## What to work on
Reproduce all the entries precisely.

## Records from a data collection
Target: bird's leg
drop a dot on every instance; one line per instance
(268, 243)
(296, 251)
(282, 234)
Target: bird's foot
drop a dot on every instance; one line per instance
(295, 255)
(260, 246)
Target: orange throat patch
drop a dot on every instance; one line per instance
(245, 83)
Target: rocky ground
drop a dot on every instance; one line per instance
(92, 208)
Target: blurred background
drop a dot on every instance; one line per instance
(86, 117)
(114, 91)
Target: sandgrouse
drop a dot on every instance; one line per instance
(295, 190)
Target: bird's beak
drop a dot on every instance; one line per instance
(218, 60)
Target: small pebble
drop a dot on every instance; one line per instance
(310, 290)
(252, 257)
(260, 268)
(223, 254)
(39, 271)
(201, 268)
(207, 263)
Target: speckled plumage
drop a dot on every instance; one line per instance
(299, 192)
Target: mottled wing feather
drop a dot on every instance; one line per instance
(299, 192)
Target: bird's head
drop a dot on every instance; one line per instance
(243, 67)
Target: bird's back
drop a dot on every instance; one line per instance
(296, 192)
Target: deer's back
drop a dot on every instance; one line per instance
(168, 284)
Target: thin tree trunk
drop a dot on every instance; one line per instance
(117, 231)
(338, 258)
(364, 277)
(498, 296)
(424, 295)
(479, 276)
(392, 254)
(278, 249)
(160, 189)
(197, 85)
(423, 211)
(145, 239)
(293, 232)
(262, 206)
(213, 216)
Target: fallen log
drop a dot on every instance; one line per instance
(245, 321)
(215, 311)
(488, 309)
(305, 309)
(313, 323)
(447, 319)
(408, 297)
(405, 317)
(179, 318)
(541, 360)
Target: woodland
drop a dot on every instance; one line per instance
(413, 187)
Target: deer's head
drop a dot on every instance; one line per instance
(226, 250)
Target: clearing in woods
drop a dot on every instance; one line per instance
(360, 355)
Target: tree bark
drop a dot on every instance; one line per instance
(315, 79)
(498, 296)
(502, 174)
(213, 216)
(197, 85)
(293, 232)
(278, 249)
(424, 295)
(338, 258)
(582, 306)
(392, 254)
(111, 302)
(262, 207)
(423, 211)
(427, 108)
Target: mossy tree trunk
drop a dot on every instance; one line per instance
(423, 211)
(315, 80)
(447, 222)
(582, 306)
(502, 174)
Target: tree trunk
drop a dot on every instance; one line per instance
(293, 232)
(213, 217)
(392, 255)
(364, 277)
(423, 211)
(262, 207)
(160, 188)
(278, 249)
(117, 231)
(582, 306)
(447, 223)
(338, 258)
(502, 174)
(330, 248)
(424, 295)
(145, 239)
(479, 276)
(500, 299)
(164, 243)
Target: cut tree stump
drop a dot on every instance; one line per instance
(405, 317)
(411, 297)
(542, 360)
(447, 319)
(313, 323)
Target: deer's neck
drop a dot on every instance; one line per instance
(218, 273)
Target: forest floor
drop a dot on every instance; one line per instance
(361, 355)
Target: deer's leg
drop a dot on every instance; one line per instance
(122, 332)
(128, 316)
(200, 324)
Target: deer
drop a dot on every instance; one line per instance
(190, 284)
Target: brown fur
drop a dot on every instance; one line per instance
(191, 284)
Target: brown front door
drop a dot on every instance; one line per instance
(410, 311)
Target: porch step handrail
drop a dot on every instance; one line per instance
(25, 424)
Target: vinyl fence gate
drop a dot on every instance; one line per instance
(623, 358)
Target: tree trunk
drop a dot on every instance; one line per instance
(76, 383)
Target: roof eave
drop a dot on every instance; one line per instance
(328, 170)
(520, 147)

## Solution to this task
Target: bird's leg
drop a dot on every instance; one line per instance
(268, 243)
(296, 251)
(282, 234)
Target: bird's foot
drop a dot on every instance; one line per instance
(295, 255)
(260, 246)
Target: orange throat patch
drop a dot on every instance; one line per instance
(245, 83)
Target: rocky ground
drop a dot on every instance; one line per instance
(92, 208)
Target: blurred background
drop a dot on every instance; one line per instance
(86, 117)
(114, 91)
Target: sandgrouse
drop a dot on every instance; one line per instance
(295, 190)
Target: bird's beak
drop a dot on every instance; one line per instance
(218, 60)
Target: small pebble
drop a dot on every instance; one line per instance
(310, 290)
(252, 257)
(260, 268)
(223, 254)
(39, 271)
(201, 268)
(207, 263)
Target: speckled plumage
drop a dot on every instance; one line per instance
(299, 192)
Target: mottled wing feather
drop a dot on every instance; one line per instance
(299, 192)
Target: bird's head
drop a dot on every instance; one line per instance
(243, 67)
Target: bird's back
drop a dot on every instance; one line per instance
(296, 192)
Target: deer's back
drop a dot on every instance; one line per instance
(168, 284)
Target: thin tree trunk
drop a dot on every instance; one line per instance
(117, 231)
(338, 258)
(364, 277)
(498, 296)
(424, 295)
(479, 276)
(392, 254)
(278, 249)
(160, 189)
(197, 85)
(423, 211)
(145, 239)
(293, 232)
(262, 206)
(213, 216)
Target: fallen log
drop a dot on every instance; one line per instance
(245, 321)
(215, 311)
(488, 309)
(305, 309)
(313, 323)
(447, 319)
(408, 297)
(405, 317)
(179, 318)
(541, 360)
Target: woodland
drop a dot on every instance; one line per instance
(413, 187)
Target: deer's head
drop a dot on every instance; one line per instance
(226, 250)
Target: clearing in woods
drop a dot on every instance; one line per instance
(360, 355)
Target: tree bark
drop a dot on every instance; one line per instance
(315, 79)
(498, 296)
(502, 174)
(213, 216)
(197, 85)
(293, 232)
(278, 249)
(424, 295)
(338, 258)
(582, 306)
(392, 254)
(111, 302)
(262, 207)
(423, 211)
(427, 108)
Target: mossy tree trunk
drop a dot on every instance; one line per instance
(423, 211)
(315, 80)
(447, 222)
(582, 306)
(502, 174)
Target: tree trunk
drop a dot on every instance; one line per instance
(293, 232)
(213, 217)
(392, 255)
(364, 277)
(423, 211)
(262, 207)
(160, 188)
(278, 249)
(117, 231)
(582, 306)
(447, 223)
(338, 258)
(502, 174)
(330, 248)
(424, 295)
(145, 239)
(479, 276)
(500, 299)
(164, 243)
Target: cut tree stump
drop a dot on every instance; one line per instance
(405, 317)
(411, 297)
(542, 360)
(447, 319)
(313, 323)
Target: deer's neck
drop a dot on every instance; one line per instance
(218, 273)
Target: forest floor
drop a dot on every instance; one line per instance
(361, 355)
Target: deer's leg
drop a dot on every instance; one line per instance
(122, 332)
(128, 316)
(200, 324)
Target: deer
drop a dot on every instance; one line per instance
(190, 284)
Target: brown fur
drop a dot on every instance; one line per instance
(191, 284)
Target: brown front door
drop a dot on every instance; one line per instance
(410, 311)
Target: porch step handrail
drop a dot on every instance; one line per instance
(25, 424)
Target: vinyl fence gate
drop a dot on every instance; one line per instance
(623, 358)
Target: tree trunk
drop a dot on every instance; one line per instance
(76, 383)
Target: roof eave
drop a dot on every instance; one line per instance
(328, 170)
(520, 147)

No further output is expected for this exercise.